## EXERCISE TASKS
- A) Can you reproduce the booklet review word for word, from "I call this" up to and including "overviews and introductions."?
- B) Which lines in the listing contain the string "mask", with case counting? Gather every one of them.

## PROVIDED PASSAGE

Saturday, September 17, 2011

Booklet Review: The Politics of Witness

I call this a booklet review because Allan Bevere's The Politics of Witness is only 62 pages of texts, making it much larger than a pamphlet but somewhat undersized as a book. The size is just about right however because this booklet and the others in the Aeropagus Critical Christian Issues series make no attempt to be comprehensive voices on a given subject but rather are high level overviews and introductions.

Allan draws a very convincing portrait of the changes in the witness of the church starting with everyone's favorite whipping boy, Constantine. The more I read, the more convinced I become that the so-called Constantinian Shift was the worst thing that has happened to the church in its nearly two thousand year history and most of the negatives that have been linked to the church in the centuries since (the religious wars in Europe, the Crusades, the persecution of the Anabaptist's, etc.) can be tied back to this event in the fourth century.

I especially liked the chapter, It's Israel and the Church, Not Israel and America where Allan calls out Jim Wallis and the religious Left as being mirror images of Jerry Falwell and the Religious Right, both sides employing a faulty hermeneutic. America is not Israel and America is not the church and the sooner we understand, the better off we will all be!

## DATASET EXTRACT

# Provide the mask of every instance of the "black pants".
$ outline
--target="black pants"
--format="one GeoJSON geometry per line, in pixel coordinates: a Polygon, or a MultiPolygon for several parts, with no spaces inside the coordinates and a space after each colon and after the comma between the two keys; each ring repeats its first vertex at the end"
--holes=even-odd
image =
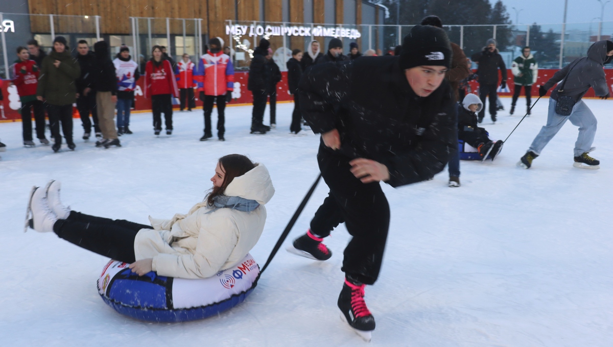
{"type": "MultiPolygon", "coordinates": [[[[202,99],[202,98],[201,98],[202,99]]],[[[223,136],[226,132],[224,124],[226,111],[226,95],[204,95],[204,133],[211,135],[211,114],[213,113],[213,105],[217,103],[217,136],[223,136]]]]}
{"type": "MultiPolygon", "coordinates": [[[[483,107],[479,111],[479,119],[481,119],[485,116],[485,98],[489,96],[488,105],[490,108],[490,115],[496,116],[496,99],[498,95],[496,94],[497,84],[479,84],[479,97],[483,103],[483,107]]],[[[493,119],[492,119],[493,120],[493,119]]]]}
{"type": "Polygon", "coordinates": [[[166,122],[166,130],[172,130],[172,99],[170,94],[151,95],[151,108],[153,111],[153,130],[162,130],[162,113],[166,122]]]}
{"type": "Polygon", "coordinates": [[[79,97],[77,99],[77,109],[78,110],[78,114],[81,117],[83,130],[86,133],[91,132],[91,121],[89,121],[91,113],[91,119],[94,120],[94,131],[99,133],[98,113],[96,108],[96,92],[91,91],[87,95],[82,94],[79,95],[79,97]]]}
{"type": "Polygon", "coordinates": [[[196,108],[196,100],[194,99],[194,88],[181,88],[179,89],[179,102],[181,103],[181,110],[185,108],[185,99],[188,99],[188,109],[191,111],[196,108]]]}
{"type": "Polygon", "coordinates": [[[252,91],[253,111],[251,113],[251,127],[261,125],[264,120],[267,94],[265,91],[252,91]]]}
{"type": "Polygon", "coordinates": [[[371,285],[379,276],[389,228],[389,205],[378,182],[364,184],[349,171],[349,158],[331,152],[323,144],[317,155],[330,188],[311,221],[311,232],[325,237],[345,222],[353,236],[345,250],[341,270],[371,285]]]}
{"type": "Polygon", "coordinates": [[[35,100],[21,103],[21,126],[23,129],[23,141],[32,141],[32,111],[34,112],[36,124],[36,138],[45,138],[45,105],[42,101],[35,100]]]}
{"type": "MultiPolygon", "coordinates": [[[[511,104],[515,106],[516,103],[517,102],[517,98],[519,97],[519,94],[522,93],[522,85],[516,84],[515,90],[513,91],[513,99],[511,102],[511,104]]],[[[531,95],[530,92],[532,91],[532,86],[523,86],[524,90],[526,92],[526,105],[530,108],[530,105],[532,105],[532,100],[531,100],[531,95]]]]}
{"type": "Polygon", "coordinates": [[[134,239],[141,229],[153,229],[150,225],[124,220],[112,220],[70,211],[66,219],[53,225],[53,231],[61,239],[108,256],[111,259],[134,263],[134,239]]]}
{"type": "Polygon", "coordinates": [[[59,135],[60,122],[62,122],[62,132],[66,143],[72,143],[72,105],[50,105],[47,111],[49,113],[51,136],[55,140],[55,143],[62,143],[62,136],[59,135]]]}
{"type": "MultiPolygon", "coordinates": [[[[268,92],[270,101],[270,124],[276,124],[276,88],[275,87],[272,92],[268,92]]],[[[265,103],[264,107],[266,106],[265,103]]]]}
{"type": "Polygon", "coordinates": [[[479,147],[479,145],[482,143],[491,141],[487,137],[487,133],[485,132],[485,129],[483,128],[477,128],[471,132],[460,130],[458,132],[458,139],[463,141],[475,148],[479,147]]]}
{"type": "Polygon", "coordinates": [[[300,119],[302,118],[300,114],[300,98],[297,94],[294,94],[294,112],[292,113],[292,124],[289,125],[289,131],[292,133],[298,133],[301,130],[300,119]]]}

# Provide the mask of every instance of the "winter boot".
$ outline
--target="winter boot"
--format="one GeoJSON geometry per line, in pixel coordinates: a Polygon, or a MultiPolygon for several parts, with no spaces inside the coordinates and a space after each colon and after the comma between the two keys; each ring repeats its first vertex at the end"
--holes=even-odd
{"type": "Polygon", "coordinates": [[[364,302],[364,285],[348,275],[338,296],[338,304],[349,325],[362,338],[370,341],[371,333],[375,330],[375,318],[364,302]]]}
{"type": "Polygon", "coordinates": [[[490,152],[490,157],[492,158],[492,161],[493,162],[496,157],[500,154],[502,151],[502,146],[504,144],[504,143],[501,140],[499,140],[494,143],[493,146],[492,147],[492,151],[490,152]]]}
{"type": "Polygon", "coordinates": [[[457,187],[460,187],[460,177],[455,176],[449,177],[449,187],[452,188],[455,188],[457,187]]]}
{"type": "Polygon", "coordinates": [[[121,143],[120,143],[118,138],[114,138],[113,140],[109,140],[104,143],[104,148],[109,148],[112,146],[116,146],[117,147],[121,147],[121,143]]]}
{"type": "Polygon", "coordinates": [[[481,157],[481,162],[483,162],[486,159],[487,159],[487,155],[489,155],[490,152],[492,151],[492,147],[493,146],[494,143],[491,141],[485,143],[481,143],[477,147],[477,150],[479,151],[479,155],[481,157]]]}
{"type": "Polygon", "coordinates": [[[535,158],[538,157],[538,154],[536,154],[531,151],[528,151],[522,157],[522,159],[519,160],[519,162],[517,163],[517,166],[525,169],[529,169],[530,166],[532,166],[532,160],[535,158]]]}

## FULL ANSWERS
- A)
I call this a booklet review because Allan Bevere's The Politics of Witness is only 62 pages of texts, making it much larger than a pamphlet but somewhat undersized as a book. The size is just about right however because this booklet and the others in the Aeropagus Critical Christian Issues series make no attempt to be comprehensive voices on a given subject but rather are high level overviews and introductions.

- B)
# Provide the mask of every instance of the "black pants".
# Provide the mask of every instance of the "winter boot".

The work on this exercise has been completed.